WHAT YOU NEED TO DO: Using the listing below, copy every line that mentions "query".
** Opening INFORMATION SUPPLIED block **
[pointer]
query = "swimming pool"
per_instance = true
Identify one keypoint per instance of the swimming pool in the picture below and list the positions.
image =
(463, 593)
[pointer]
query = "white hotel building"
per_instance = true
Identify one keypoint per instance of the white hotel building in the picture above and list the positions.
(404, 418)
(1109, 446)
** Closing INFORMATION SUPPLIED block **
WORKED SOLUTION:
query = "swimming pool"
query = "white hotel building"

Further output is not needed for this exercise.